● TASK DETAILS: Everything from the line that contains "of the white" through the final line of the records should be written out exactly, and nothing outside that span.
#### TASK MATERIAL ####
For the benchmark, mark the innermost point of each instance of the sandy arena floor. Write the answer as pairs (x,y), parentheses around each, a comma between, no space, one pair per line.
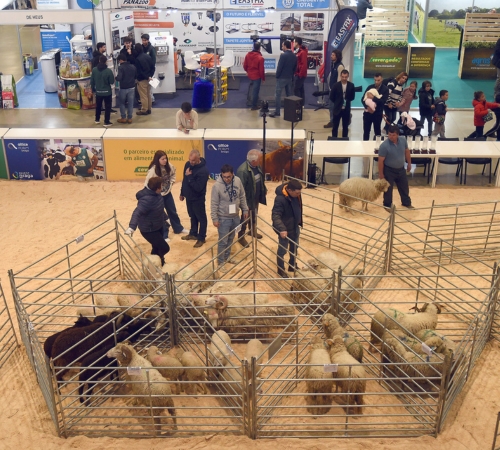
(38,217)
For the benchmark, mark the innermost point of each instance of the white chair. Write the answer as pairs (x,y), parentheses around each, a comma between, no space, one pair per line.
(227,61)
(191,64)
####
● SOLUTION TO THE PROBLEM:
For the benchmark, mark the innermost point of each instance of the white chair. Write the answer as pairs (x,y), parentheses around each, a comma between, no space, one pair per line.
(227,61)
(191,64)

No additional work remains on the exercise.